Given instruction 1: Rewrite everything from "Tuesdays are basically" down to "couple online tournaments." in the poker blog post, renaming "the gym" as "the pool".
Given instruction 2: Carry the poker blog post on past its final sentence.

Page:
------------------------------------
But that pot was my whole night. Instead of winning a few hundred dollars because I played well all night long, I lost a few hundred dollars because I played one hand poorly.

Tuesdays are basically always my day off and I spent it watching A Quiet Place, making dinner, and going to the gym with my wife. Now I’m writing this post and playing a couple online tournaments.

Tomorrow I will likely be playing PLO @ Palace but that doesn’t start until 6 PM and who knows how late it will go.

Thursday I’m not sure what I’m going to do. I’ve been occupied lately, but that hasn’t stopped me from checking in on Bravo and the 15/30 LHE game at Palace hasn’t gone three days in a row. Radio Mike going back to his day job and Joker and I being busy outside of poker lately hasn’t helped at all, but I can’t help but feel that interest in the game is somewhat waning. I hope I’m being dramatic, but there’s some things at play here. There have been multiple times where there have been tons of names on the list and the game just doesn’t go and that kind of sends a message to the players that starting the games they want to play in are not a priority. That’s a good way to make players give up on the game or just go elsewhere. Also, there have been some regulars complaining about the lack of action in the 15/30 game and that it’s not a “fun” game and have been boycotting it and encouraging others to play 8/16 and straddle every hand. I don’t really get that concept. You can straddle and gamble at 15/30 also and do what you can do make the game better, so my only real takeaway is these guys want to splash around at a smaller limit and they are trying to get other players to follow suit. Lastly, this Sunday Palace is going to be spreading 2/5 no limit hold’em for the first time. This is obviously not going to help the 15/30 LHE game gain any traction and it very well could kill it altogether. Who knows.

[Edit: I take that back. There’s a chance that it could help. If 15 people come in to play 2/5 NL and there are only 9 seats, that’s six players that could fill a 15/30 seat while they wait. Shrug.]

What I do know is that I’m not about to go back to playing 8/16 every day, so if I have to start travelling to Fortune to play in bigger games again, then that’s what I’m going to have to do. A daily 15/30 in my backyard is a dream, but I’m definitely starting to get concerned about it.
------------------------------------
Rows:
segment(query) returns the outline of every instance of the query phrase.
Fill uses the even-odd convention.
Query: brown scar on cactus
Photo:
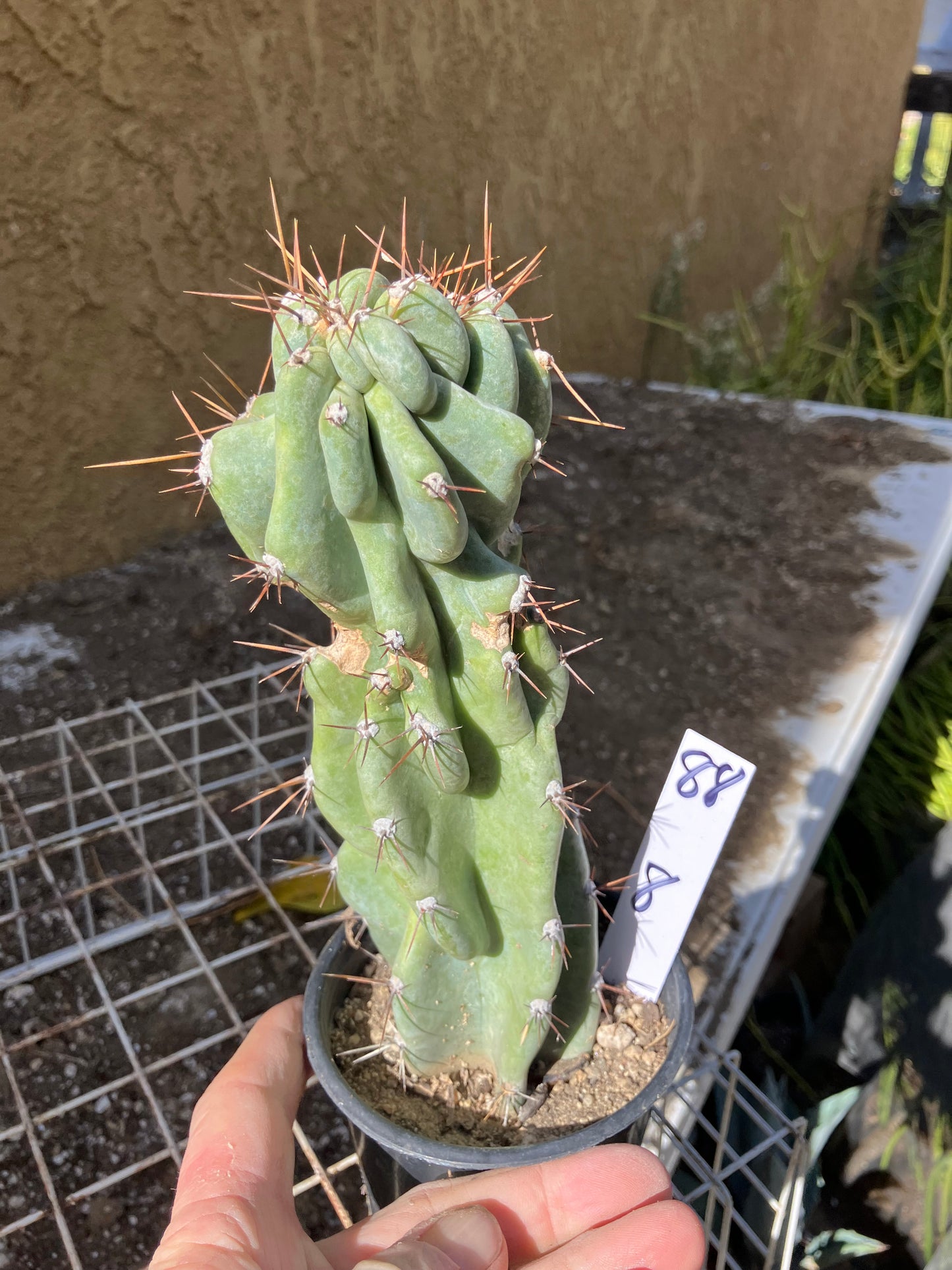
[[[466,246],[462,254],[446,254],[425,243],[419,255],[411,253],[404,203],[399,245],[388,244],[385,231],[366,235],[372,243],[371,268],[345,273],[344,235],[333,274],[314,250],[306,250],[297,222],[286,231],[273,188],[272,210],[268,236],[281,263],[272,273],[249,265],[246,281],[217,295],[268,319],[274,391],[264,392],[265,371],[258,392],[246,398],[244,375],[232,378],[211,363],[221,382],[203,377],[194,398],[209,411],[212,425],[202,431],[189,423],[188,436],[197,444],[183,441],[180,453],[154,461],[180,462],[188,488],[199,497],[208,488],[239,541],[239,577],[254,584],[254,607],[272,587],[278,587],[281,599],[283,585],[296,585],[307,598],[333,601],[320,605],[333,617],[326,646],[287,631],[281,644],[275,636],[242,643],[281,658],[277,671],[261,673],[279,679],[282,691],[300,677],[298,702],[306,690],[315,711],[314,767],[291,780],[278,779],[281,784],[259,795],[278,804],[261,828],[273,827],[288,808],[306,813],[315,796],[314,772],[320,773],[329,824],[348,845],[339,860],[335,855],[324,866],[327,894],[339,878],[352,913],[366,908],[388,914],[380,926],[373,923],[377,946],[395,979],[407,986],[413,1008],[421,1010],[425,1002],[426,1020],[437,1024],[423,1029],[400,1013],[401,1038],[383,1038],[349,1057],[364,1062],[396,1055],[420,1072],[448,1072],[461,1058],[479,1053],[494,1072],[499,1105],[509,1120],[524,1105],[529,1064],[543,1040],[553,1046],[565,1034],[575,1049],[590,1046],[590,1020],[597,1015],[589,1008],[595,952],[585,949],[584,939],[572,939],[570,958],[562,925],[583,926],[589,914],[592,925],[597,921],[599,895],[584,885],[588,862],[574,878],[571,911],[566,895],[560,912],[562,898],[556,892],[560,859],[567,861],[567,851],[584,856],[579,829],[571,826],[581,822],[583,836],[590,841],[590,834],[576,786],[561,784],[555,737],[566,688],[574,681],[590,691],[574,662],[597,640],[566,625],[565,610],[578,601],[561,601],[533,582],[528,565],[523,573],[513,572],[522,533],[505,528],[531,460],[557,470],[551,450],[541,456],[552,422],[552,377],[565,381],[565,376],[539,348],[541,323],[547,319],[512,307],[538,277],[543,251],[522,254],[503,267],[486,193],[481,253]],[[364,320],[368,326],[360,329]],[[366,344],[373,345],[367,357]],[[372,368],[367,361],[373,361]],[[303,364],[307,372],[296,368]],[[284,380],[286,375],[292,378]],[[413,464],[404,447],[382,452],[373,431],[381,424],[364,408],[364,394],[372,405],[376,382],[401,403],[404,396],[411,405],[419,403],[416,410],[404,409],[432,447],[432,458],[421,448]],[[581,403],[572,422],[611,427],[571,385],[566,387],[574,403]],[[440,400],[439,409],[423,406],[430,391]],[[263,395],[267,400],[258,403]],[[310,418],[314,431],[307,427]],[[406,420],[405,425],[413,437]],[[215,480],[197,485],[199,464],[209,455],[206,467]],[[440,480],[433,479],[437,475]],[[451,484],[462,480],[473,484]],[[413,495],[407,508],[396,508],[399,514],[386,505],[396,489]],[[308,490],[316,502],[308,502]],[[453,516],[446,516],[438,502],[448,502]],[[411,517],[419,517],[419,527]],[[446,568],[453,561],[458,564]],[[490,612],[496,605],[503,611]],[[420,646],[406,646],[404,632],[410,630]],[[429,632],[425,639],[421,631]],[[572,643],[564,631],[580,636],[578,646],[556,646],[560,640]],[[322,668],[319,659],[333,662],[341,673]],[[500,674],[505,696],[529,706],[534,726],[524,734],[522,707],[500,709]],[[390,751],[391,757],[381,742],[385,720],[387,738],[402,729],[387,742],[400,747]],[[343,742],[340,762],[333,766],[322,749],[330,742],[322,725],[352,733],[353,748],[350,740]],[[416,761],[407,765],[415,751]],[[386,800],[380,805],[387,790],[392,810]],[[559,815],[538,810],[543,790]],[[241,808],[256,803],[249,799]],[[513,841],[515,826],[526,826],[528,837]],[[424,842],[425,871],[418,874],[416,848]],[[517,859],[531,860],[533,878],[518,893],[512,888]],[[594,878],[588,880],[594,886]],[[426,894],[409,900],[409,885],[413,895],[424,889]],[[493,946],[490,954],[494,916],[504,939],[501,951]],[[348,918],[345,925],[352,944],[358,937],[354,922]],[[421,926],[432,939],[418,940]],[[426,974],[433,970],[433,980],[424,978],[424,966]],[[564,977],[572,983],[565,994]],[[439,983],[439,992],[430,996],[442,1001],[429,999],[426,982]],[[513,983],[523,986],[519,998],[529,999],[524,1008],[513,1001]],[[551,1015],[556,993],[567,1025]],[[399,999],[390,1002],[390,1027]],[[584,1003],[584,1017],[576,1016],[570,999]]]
------------------------------------
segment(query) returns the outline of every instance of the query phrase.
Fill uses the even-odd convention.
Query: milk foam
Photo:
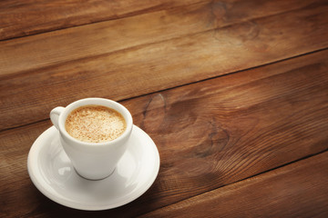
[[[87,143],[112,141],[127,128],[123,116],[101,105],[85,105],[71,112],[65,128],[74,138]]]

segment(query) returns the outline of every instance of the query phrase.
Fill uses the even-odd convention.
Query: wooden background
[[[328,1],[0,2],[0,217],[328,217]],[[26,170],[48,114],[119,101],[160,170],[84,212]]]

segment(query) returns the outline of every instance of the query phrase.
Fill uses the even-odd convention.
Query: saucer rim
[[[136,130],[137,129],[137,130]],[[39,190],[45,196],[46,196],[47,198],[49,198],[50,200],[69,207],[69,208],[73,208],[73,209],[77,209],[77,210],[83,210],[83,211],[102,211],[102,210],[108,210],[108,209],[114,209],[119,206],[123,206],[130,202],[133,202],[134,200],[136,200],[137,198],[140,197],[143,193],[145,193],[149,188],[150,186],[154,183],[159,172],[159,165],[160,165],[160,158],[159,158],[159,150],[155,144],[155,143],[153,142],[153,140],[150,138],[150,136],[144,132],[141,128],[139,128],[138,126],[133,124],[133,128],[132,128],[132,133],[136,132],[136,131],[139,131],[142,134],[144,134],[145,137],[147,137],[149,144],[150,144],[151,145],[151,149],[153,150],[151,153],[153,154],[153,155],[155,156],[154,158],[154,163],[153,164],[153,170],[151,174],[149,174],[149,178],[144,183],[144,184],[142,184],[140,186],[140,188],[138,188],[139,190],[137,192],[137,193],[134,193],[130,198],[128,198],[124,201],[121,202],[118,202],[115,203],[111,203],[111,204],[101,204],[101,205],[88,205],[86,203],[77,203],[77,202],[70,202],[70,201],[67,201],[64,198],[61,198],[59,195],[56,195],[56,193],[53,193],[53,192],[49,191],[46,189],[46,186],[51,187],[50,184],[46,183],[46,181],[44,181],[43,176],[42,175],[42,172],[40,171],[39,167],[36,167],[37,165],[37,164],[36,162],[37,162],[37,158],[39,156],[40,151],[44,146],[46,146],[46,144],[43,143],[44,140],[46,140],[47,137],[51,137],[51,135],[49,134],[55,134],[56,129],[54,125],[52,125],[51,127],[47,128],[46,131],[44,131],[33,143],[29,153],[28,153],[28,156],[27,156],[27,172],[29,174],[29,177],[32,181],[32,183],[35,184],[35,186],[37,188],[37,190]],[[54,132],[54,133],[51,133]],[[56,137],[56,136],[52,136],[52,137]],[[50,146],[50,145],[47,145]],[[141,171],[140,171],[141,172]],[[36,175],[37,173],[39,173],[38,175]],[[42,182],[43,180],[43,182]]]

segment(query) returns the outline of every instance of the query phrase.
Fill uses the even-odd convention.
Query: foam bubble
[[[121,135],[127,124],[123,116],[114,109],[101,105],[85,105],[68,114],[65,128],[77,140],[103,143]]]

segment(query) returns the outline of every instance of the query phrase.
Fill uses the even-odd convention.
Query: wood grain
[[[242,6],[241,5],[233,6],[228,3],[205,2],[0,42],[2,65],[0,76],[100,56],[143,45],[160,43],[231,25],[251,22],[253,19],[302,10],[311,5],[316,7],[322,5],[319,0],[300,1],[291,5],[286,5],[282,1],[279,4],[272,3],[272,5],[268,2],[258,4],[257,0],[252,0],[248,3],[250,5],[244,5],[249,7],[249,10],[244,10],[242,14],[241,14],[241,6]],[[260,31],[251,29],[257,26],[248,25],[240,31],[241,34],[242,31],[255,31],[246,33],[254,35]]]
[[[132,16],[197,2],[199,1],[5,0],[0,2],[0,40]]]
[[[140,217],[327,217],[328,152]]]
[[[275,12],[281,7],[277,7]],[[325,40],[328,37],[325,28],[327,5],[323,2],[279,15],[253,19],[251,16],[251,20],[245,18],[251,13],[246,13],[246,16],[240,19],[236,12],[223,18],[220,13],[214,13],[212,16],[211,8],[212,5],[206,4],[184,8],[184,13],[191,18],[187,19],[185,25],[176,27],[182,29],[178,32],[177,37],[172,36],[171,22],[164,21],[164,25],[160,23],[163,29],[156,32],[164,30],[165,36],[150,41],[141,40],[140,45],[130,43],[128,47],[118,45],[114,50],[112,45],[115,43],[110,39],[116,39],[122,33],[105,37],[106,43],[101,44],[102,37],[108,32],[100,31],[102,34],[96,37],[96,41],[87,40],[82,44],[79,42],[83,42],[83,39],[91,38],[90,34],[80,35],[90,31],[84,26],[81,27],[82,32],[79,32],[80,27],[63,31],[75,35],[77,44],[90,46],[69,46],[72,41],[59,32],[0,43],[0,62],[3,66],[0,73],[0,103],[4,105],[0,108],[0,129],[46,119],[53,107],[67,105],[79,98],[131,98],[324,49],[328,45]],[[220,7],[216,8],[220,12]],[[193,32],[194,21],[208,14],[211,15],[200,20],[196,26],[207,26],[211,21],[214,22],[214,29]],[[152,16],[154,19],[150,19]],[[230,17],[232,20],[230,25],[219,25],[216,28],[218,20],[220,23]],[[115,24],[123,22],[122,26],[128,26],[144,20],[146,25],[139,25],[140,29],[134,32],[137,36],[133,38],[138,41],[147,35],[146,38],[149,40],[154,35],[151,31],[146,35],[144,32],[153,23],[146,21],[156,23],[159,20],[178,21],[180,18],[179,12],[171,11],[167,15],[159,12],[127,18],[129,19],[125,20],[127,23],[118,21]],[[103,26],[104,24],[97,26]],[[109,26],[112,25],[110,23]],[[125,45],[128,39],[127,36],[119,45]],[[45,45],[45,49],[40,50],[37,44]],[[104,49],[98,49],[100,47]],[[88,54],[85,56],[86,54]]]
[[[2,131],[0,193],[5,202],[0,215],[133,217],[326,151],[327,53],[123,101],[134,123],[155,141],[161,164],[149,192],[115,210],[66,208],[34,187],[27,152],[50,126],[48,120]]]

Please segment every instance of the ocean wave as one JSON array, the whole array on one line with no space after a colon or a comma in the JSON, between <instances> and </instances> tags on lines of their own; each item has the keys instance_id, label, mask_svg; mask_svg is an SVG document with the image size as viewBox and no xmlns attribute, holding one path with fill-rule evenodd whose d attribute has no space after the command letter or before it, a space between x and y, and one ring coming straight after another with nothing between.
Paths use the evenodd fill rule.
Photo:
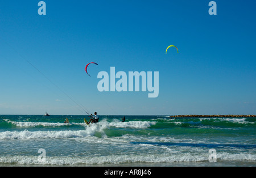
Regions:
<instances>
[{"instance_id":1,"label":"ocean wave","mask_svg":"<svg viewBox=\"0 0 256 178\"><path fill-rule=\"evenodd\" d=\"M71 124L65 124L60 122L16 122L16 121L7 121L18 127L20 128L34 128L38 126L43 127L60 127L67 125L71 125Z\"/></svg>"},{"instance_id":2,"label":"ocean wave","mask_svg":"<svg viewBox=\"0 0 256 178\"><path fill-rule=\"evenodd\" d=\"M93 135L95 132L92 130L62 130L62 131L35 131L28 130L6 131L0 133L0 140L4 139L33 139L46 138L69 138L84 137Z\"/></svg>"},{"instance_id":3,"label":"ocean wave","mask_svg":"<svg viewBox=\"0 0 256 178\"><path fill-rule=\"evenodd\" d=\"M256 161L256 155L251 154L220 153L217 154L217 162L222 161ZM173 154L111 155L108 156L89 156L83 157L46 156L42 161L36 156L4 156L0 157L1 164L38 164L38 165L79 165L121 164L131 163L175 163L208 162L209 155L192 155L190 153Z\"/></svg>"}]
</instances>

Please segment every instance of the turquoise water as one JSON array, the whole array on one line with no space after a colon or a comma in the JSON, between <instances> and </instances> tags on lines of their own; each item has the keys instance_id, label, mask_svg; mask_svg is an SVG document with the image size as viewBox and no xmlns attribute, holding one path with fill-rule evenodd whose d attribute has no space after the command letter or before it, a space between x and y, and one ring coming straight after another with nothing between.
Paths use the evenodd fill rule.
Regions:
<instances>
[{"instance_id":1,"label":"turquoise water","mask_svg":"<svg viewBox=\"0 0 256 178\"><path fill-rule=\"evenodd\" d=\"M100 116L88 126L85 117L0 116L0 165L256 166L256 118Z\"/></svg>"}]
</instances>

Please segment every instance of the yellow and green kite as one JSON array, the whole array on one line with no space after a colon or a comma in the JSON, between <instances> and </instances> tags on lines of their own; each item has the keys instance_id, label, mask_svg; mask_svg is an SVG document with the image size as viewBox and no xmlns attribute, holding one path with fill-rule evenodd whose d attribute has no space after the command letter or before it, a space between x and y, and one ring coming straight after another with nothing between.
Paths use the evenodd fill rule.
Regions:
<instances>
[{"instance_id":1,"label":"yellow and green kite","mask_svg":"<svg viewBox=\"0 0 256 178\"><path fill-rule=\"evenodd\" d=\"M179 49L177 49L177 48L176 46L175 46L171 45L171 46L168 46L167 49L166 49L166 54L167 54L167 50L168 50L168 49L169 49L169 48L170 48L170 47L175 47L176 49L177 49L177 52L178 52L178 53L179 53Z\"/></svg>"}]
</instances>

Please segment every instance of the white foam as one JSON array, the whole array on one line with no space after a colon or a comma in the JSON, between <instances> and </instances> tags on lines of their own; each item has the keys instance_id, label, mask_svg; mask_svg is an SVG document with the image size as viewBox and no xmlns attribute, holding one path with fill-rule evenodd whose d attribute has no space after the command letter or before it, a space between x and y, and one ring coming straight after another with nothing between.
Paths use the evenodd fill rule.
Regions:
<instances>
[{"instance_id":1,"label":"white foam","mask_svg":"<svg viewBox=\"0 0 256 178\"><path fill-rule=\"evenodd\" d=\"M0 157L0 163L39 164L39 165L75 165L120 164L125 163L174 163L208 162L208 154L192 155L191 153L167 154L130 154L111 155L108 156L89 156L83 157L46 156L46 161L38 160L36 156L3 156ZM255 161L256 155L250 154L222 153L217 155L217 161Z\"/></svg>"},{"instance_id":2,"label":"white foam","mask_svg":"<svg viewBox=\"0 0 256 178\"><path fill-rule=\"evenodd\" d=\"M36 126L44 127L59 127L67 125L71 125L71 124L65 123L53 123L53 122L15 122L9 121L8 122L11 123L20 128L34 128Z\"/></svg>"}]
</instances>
------------------------------------
Task answer 1:
Tuesdays are basically always my day off and I spent it watching A Quiet Place, making dinner, and going to the pool with my wife. Now I’m writing this post and playing a couple online tournaments.

Task answer 2:
I’m less concerned about the game going on Friday, but my weekend is going to be dominated by family again. My wife has a cousin from San Diego visiting right now and her family wants to take him to The Met in Seattle and I feel like I should go with.

Saturday I have what I hope to be my final meeting with my CPA to complete my taxes. What an ordeal that has been. I won’t get into all the details, but the amount of money I’m supposed to pay the IRS has been very inconsistent and my CPA teased me with a final number that was so amazing I wasn’t surprised to discover a huge oversight when I checked her work and the amount I owed was actually more than five times what she quoted me. Groan. I am confident now that we have sorted out all the details and everything is in order.

After that, we are meeting up with my parents because my aunt and uncle are in town. I guess tentative current plans are to go to Little Creek Casino, but if I play any poker it won’t be a working session, it will be a I-might-have-to-leave-any-minute session which means I won’t be playing anything worthwhile.

Sunday Palace is having a $225 no limit hold’em tournament that starts at 10 AM. I haven’t looked at the structure too much, but I don’t really care. It should be fun! That’s the same day that Palace will be unveiling the 2/5 no limit cash game. If I have to choose between 15/30 and 2/5 I’m definitely playing 15/30, but if my options are 2/5 or 8/16, I might have something to think about, depending on the lineups.

That’s my upcoming week! I will try to blog on Thursday and probably for the Palace tournament on Sunday as well. You may have noticed that I got my own domain: http://www.batcavepoker.com and I also have access to new features for my blog so I will be working on giving the blog a sleek, new look, but when I will actually have time to do any of that is TBD. I’m also putting the final touches on my WSOP schedule so I’ll be posting that in the next week or so.

Stay tuned!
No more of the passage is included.